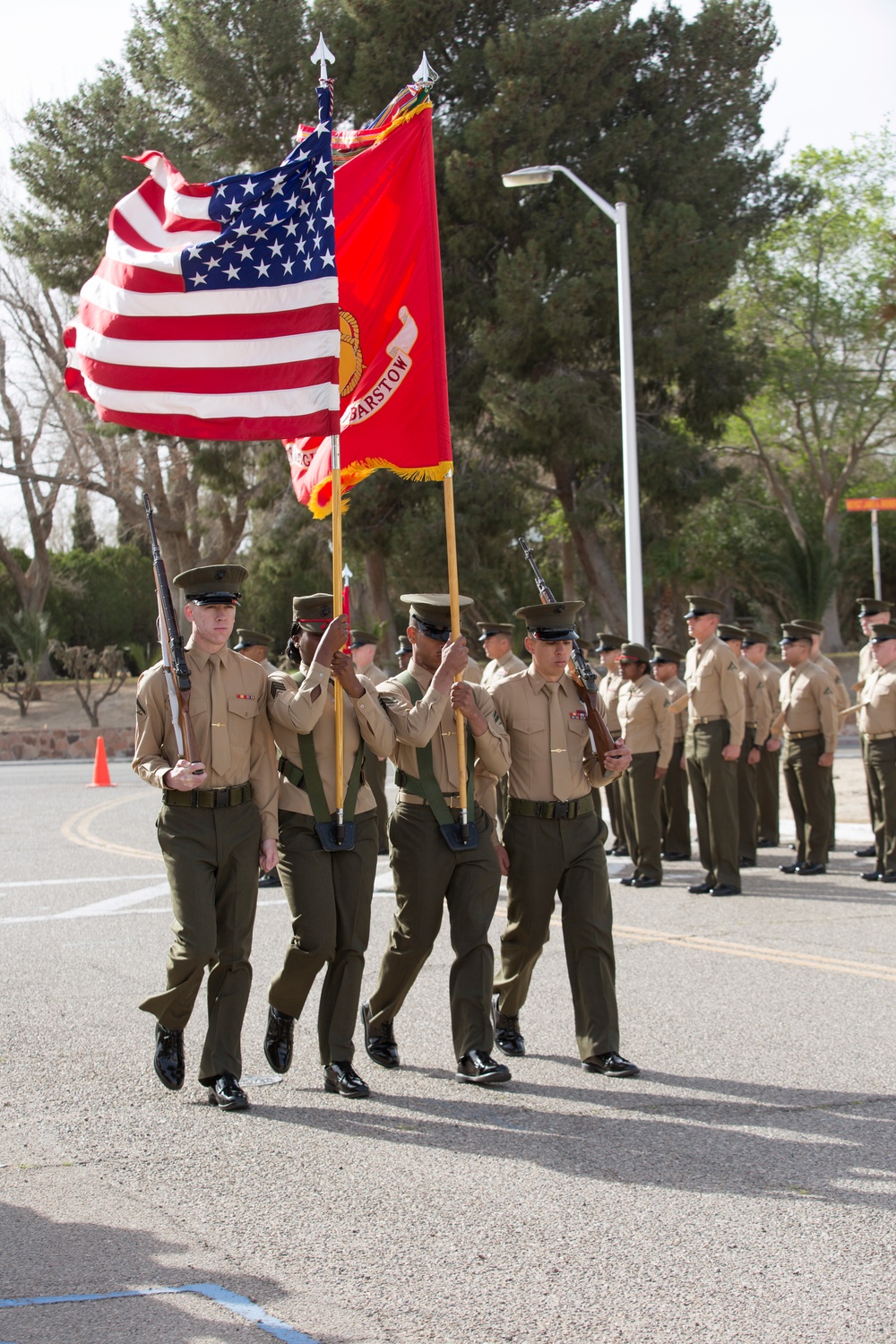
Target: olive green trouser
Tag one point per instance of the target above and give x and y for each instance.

--

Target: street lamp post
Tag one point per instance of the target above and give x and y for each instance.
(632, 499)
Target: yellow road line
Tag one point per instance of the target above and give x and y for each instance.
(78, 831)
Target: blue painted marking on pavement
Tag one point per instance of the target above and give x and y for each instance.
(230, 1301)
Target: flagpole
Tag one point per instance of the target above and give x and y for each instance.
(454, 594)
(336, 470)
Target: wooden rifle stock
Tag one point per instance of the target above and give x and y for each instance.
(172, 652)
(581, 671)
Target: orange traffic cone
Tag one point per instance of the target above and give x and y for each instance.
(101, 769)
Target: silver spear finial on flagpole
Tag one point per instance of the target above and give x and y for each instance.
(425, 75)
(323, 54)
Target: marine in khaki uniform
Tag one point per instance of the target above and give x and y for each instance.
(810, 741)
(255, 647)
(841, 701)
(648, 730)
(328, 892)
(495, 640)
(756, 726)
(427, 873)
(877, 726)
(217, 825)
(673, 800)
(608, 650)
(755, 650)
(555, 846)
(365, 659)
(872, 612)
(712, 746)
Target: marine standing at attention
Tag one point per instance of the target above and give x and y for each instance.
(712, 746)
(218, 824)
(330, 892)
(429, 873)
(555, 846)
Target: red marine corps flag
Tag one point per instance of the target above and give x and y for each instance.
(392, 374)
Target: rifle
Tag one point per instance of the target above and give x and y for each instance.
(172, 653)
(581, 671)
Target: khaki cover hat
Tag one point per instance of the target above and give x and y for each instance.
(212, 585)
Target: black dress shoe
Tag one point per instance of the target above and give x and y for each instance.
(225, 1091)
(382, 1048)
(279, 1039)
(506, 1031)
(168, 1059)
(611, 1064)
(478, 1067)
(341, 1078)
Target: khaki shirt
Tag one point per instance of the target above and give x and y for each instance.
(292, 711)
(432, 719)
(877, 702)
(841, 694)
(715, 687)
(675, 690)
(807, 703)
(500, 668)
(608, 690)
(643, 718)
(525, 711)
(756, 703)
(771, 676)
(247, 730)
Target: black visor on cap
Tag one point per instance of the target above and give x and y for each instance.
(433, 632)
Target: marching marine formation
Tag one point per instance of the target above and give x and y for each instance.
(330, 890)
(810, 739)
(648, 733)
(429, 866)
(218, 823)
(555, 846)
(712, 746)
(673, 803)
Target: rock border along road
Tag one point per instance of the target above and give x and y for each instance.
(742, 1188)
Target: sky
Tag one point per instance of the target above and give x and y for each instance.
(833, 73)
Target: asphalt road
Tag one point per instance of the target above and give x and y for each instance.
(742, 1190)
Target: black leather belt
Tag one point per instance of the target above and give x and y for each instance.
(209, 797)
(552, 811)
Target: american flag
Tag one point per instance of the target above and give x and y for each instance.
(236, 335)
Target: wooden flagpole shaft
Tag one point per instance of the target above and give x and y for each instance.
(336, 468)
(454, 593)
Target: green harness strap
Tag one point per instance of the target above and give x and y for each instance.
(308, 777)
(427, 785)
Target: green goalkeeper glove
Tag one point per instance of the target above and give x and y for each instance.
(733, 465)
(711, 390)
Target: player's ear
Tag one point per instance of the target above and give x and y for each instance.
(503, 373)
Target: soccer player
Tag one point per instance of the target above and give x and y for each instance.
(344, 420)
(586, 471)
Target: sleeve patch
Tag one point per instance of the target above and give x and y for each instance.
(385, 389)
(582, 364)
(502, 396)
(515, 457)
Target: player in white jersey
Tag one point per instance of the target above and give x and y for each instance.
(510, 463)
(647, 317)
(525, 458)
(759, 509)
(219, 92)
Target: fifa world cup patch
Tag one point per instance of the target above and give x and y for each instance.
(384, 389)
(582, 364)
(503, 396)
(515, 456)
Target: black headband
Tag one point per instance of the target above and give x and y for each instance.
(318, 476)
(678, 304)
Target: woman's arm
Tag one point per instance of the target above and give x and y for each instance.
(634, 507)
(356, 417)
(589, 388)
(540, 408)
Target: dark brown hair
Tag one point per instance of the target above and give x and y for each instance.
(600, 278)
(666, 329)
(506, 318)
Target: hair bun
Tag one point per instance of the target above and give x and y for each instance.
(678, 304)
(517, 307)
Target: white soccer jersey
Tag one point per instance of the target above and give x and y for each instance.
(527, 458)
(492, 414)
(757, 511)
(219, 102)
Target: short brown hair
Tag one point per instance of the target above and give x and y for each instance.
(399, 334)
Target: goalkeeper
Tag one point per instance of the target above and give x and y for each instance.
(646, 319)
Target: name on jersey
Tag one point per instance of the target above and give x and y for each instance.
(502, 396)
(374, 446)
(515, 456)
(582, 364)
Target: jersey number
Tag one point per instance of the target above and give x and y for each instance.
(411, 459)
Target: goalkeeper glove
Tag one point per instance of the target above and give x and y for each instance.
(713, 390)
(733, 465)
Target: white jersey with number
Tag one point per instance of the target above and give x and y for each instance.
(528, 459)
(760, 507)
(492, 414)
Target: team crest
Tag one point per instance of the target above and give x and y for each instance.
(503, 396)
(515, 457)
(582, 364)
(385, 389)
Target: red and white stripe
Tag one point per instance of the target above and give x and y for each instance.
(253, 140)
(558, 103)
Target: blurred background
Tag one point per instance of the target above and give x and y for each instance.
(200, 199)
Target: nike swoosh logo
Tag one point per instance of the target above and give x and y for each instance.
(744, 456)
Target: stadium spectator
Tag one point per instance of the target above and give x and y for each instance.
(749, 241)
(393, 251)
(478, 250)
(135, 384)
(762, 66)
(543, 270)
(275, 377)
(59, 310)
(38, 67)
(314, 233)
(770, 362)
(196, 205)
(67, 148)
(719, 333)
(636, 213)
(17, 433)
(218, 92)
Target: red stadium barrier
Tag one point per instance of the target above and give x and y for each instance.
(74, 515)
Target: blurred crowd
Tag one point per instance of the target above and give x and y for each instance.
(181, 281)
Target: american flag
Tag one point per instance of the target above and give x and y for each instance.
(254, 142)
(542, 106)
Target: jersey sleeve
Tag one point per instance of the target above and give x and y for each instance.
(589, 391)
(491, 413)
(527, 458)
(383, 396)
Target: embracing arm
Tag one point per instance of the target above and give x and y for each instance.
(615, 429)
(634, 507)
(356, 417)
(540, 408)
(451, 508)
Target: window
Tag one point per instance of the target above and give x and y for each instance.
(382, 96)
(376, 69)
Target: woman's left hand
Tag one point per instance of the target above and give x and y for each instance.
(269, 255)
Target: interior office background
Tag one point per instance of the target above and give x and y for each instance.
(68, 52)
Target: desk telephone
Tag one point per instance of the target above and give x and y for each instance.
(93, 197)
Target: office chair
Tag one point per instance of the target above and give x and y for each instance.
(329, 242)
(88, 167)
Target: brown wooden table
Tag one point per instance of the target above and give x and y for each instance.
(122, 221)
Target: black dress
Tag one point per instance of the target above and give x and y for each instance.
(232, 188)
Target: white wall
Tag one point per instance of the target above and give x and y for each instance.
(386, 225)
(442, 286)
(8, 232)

▸ **Exercise instructions**: Return every line of the records that contains the word "black", matching case exactly.

▸ **Task output**:
Target: black dress shoe
Target: black visor on cap
Target: black leather belt
Target: black headband
Target: black dress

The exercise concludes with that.